• WHAT TO DO:
Rewrite the stretch from the start of the records through the line that contains "[[27, 12, 64, 80], [68, 1, 83, 27]]", swapping "Specify" for "State" everywhere and changing nothing else.

══ DATA SECTION

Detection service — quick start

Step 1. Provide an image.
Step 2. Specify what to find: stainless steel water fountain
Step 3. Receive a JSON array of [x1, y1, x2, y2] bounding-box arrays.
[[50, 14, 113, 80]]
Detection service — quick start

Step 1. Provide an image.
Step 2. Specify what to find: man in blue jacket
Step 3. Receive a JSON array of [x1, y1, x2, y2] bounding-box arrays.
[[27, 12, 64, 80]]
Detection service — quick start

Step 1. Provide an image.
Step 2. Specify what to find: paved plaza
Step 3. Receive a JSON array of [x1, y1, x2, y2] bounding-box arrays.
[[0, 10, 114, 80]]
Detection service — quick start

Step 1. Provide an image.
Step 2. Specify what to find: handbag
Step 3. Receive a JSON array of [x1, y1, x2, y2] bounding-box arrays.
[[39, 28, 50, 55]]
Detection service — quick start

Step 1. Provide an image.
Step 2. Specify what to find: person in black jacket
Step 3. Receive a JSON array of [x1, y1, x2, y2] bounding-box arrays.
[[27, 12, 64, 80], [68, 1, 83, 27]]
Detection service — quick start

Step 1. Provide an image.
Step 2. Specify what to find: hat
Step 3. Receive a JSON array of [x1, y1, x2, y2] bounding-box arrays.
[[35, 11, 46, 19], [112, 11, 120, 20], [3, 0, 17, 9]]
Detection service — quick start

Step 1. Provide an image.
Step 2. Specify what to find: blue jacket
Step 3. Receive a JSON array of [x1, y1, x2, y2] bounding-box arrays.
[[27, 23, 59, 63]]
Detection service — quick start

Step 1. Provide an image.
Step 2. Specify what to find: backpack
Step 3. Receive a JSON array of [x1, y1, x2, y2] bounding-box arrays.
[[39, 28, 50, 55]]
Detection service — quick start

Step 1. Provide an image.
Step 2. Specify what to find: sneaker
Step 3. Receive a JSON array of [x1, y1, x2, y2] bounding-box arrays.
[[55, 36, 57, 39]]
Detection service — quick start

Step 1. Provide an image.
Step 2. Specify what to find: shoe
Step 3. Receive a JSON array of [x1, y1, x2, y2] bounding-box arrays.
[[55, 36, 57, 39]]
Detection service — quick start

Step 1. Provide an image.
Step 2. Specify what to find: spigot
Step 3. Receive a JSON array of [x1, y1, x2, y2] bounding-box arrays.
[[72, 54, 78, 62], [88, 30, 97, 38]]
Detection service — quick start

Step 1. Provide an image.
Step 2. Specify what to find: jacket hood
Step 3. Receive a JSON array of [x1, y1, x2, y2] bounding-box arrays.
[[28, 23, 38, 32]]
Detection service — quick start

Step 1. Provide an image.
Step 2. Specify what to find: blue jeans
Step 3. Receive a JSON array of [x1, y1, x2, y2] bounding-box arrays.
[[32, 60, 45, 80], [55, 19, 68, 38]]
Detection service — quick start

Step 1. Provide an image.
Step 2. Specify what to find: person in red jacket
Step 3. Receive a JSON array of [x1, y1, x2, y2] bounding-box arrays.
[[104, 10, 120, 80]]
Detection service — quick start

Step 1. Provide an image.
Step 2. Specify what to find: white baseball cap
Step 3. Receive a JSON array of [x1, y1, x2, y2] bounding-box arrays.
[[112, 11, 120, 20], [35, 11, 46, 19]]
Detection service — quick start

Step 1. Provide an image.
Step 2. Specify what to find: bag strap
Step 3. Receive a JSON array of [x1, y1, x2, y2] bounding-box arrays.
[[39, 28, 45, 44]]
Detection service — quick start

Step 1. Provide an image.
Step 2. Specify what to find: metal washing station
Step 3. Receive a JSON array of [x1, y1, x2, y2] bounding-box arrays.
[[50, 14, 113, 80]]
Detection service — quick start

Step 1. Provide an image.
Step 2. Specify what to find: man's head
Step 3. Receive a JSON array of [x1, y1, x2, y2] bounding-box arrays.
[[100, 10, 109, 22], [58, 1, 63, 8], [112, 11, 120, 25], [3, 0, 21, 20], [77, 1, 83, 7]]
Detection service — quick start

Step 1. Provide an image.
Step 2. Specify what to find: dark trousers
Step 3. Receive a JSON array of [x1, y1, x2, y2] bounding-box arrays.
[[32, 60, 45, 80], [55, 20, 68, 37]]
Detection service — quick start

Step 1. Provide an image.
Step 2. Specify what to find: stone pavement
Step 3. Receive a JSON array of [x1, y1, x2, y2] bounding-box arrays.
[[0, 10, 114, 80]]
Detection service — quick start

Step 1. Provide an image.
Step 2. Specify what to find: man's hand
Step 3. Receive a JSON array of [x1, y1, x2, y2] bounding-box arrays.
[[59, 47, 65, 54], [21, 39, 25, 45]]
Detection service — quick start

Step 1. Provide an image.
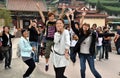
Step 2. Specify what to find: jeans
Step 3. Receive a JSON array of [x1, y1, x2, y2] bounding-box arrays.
[[23, 58, 35, 78], [3, 47, 12, 67], [102, 44, 109, 59], [97, 46, 103, 60], [79, 54, 102, 78], [30, 41, 39, 62], [70, 47, 77, 63], [54, 67, 67, 78]]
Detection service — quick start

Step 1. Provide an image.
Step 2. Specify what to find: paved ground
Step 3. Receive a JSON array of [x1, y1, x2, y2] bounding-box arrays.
[[0, 52, 120, 78]]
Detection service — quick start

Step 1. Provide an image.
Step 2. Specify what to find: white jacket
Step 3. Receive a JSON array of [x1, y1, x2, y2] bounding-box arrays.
[[52, 29, 70, 67]]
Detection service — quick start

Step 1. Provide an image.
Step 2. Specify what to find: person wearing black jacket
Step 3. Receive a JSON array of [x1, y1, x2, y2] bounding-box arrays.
[[71, 12, 102, 78], [2, 26, 15, 69], [28, 20, 40, 62]]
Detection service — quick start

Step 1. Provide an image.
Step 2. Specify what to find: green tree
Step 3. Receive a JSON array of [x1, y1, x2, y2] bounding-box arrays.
[[97, 0, 103, 11], [0, 9, 12, 26]]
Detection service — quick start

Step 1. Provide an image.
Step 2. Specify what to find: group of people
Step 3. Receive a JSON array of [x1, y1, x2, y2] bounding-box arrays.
[[2, 4, 119, 78]]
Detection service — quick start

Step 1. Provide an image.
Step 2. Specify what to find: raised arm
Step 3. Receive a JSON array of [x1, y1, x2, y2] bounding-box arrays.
[[79, 12, 86, 28], [59, 4, 66, 19], [66, 12, 71, 28], [71, 13, 79, 36], [36, 3, 45, 23]]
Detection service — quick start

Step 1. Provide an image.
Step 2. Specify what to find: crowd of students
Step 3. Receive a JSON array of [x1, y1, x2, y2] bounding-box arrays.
[[0, 4, 120, 78]]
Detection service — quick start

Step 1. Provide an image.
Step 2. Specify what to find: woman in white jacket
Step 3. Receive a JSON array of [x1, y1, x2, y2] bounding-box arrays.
[[19, 29, 36, 78], [52, 19, 70, 78]]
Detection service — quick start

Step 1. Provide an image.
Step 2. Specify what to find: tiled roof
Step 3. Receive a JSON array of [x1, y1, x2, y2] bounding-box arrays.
[[7, 0, 47, 11], [79, 14, 108, 18]]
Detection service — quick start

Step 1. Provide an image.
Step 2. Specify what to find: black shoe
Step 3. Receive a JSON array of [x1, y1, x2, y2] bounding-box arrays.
[[8, 66, 11, 69], [45, 65, 49, 71], [5, 66, 8, 70]]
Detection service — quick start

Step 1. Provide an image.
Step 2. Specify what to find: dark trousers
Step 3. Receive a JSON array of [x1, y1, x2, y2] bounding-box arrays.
[[54, 67, 67, 78], [102, 44, 109, 59], [79, 54, 102, 78], [23, 58, 35, 78], [8, 47, 12, 66], [70, 47, 77, 63], [3, 48, 12, 67]]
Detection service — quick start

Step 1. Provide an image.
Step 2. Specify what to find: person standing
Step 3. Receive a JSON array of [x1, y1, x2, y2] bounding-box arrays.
[[19, 29, 36, 78], [2, 26, 15, 69], [102, 27, 111, 60], [36, 3, 65, 71], [71, 12, 102, 78], [51, 19, 70, 78], [28, 20, 40, 62], [114, 25, 120, 55], [37, 24, 44, 62], [96, 27, 103, 61]]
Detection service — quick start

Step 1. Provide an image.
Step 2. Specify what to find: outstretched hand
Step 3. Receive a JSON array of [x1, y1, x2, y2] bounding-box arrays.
[[82, 11, 87, 16]]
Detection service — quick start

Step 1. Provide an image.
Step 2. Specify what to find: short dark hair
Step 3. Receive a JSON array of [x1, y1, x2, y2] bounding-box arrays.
[[56, 19, 65, 24], [3, 26, 10, 29], [48, 12, 55, 17]]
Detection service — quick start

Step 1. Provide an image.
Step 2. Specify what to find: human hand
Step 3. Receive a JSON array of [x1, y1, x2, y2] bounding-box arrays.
[[32, 47, 36, 51], [65, 50, 70, 60], [82, 11, 87, 16]]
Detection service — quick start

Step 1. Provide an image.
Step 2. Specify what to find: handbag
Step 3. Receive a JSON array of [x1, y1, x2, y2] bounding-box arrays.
[[0, 46, 10, 52]]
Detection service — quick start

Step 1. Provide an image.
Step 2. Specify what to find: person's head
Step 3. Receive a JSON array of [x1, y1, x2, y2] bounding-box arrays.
[[117, 25, 120, 30], [38, 24, 44, 32], [32, 20, 37, 27], [82, 23, 90, 31], [21, 29, 28, 38], [3, 26, 10, 33], [97, 27, 102, 32], [48, 12, 55, 21], [92, 24, 97, 30], [56, 19, 64, 31], [75, 22, 80, 29]]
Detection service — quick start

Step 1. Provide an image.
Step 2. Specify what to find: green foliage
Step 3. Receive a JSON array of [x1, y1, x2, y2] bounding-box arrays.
[[0, 9, 12, 25], [103, 6, 120, 14], [87, 0, 120, 14]]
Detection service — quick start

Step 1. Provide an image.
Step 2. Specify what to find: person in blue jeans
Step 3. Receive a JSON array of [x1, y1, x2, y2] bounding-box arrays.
[[28, 20, 40, 62], [71, 12, 102, 78]]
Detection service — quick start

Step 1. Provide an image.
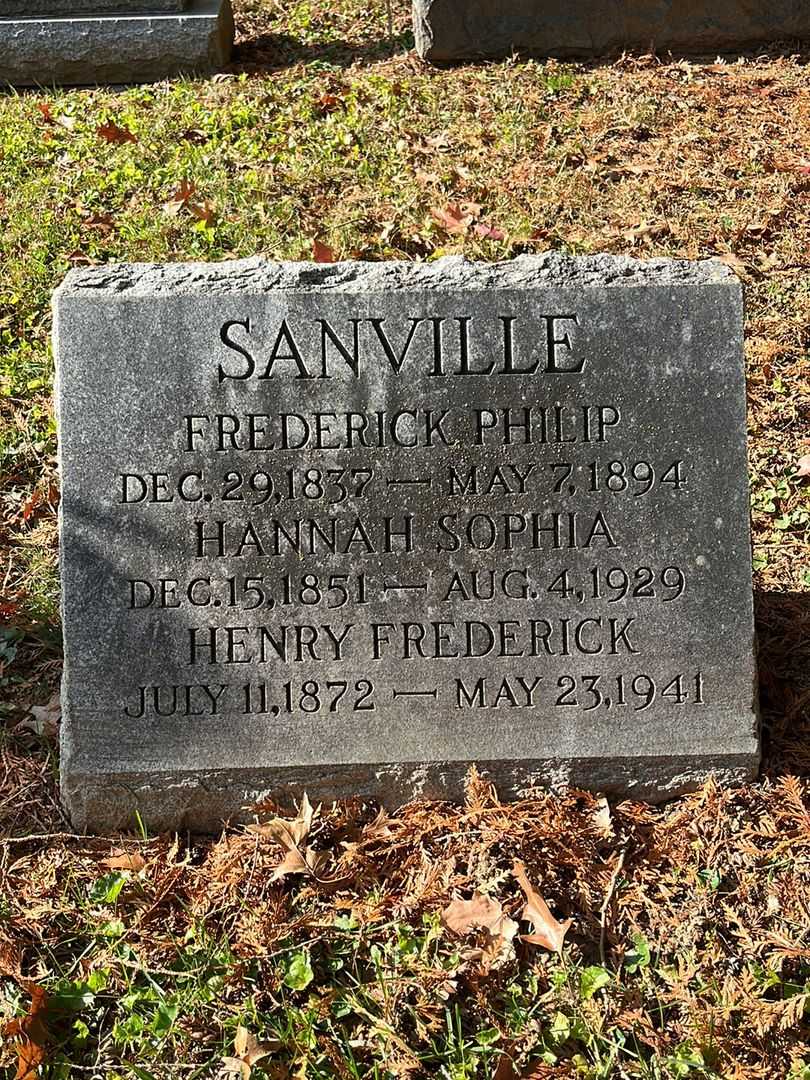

════

• ANSWER TO THE TASK:
Detection service — quick start

Step 1. Provide an image.
Step 2. State what to find: stainless steel water fountain
Step 3. Receive a JSON array of [x1, y1, x2, y2] bounding-box arrays.
[[50, 14, 113, 80]]
Detection service — quick start

Step 1. Provide an image.
Step 2. State what to find: man in blue jacket
Step 3. Receive a JSON array of [x1, y1, x2, y2] bounding-box arrays.
[[27, 12, 64, 80]]
Detection service — quick start

Step 1. Provide an image.
Step 2. State what to find: paved plaza
Step 3. Receive a JSON array of [x1, y1, x2, y2] bounding-box arrays.
[[0, 10, 114, 80]]
Detection service — quick start

Step 1. Provide an image.
Step 2. State what to find: handbag
Step 3. Receive a JSON array of [x1, y1, x2, y2] bounding-box arrays.
[[39, 28, 50, 55]]
Detection service — quick start

Step 1. Provide an image.
Step 2. State what to find: person in black jacket
Step 3. Receive a JSON array of [x1, y1, x2, y2] bounding-box arrays.
[[27, 12, 64, 80], [68, 1, 83, 27]]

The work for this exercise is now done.